#### [Work instructions]
Please copy the stretch of the records below from the line containing "Target: gray leggings" through the line containing "245L132 243L132 229L135", character for character.

#### [Rows]
^^^^^^^^

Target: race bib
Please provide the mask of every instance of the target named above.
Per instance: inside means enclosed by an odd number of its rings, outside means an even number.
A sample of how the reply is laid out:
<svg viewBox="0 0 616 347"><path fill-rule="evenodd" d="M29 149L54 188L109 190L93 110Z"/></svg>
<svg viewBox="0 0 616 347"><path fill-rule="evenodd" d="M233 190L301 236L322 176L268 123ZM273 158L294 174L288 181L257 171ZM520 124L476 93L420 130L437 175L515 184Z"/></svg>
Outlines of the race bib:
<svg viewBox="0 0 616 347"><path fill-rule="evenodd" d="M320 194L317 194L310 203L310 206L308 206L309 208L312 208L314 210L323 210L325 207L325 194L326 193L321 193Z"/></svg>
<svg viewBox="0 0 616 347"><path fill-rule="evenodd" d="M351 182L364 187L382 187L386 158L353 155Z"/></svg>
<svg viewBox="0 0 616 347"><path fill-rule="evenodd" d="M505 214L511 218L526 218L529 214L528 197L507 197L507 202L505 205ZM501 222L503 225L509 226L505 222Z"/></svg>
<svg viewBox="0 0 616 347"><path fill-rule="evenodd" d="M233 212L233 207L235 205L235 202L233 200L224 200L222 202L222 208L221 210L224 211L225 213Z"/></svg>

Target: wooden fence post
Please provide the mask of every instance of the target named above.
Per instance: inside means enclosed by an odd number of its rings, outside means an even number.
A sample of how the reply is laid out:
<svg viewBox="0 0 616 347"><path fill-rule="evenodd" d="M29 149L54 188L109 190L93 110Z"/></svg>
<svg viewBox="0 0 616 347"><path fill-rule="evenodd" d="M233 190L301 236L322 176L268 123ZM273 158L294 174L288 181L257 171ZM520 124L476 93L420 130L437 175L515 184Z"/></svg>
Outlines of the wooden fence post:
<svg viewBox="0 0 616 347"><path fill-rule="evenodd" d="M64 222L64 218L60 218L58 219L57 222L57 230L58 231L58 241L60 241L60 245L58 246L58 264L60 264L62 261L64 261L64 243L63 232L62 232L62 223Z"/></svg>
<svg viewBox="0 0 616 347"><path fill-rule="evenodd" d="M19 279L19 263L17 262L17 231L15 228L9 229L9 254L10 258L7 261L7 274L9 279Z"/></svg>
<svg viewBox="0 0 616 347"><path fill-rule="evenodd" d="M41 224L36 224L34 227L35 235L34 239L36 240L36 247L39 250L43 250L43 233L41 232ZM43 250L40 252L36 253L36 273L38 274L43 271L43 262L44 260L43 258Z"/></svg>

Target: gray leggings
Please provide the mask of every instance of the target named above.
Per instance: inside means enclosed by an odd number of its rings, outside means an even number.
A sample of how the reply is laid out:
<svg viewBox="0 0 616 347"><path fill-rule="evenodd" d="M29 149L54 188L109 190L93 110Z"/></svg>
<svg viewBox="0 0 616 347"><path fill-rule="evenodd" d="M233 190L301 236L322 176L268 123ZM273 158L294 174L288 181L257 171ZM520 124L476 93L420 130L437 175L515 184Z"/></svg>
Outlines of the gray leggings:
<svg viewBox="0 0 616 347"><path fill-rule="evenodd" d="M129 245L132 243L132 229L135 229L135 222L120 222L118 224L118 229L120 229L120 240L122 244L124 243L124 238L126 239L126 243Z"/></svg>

^^^^^^^^

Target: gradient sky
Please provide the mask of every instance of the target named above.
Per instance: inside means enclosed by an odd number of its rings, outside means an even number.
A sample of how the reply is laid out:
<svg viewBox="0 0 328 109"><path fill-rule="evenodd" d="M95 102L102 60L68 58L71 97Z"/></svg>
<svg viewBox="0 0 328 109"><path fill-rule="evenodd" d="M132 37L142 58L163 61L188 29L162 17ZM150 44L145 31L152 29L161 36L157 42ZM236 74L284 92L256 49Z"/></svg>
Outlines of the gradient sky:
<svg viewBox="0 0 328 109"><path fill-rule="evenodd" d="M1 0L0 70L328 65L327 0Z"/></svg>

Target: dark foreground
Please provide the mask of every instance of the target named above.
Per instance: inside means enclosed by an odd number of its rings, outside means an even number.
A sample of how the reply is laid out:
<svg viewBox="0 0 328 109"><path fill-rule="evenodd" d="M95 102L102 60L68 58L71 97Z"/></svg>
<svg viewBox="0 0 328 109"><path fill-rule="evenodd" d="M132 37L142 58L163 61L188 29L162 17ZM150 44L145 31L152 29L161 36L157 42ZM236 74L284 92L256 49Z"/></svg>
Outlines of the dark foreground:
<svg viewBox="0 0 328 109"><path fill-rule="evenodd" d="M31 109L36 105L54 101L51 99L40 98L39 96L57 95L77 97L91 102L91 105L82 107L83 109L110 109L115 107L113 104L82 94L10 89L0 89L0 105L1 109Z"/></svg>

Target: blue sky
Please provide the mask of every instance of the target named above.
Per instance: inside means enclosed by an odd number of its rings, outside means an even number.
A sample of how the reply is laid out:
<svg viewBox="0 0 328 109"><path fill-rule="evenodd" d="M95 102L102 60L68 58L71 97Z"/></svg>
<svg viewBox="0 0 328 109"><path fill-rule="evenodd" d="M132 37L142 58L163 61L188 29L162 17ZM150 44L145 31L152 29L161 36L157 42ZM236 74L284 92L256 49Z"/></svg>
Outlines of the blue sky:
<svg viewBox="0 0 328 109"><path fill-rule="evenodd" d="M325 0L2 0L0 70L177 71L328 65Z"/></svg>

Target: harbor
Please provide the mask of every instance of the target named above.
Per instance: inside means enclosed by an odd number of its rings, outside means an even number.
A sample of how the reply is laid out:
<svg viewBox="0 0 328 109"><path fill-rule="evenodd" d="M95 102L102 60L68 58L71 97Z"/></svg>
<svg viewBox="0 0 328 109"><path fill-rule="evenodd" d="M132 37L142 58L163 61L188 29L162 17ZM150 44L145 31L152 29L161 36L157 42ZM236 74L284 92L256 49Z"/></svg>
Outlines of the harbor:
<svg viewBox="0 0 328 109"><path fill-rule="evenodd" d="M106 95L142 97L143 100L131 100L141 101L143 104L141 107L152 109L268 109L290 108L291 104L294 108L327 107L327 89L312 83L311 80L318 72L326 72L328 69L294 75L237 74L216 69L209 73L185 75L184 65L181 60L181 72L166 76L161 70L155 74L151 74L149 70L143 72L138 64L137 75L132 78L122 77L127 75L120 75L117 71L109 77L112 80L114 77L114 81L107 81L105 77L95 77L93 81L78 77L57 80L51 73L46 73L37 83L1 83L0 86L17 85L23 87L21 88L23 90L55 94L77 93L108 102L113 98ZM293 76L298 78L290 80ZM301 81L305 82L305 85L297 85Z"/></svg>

^^^^^^^^

#### [Completed task]
Target: gray leggings
Please provide the mask of every instance of the target named above.
Per instance: inside means enclosed by an odd number of its rings, outside means an even number.
A sample of how the reply is laid out:
<svg viewBox="0 0 616 347"><path fill-rule="evenodd" d="M29 149L54 188L109 190L93 110Z"/></svg>
<svg viewBox="0 0 616 347"><path fill-rule="evenodd" d="M233 190L301 236L322 176L268 123ZM273 158L294 174L288 181L257 171ZM520 124L476 93L420 130L437 175L515 184Z"/></svg>
Outlines of the gray leggings:
<svg viewBox="0 0 616 347"><path fill-rule="evenodd" d="M129 245L132 243L132 229L135 229L135 222L120 222L118 224L118 229L120 229L120 240L122 244L124 243L124 238L126 239L126 243Z"/></svg>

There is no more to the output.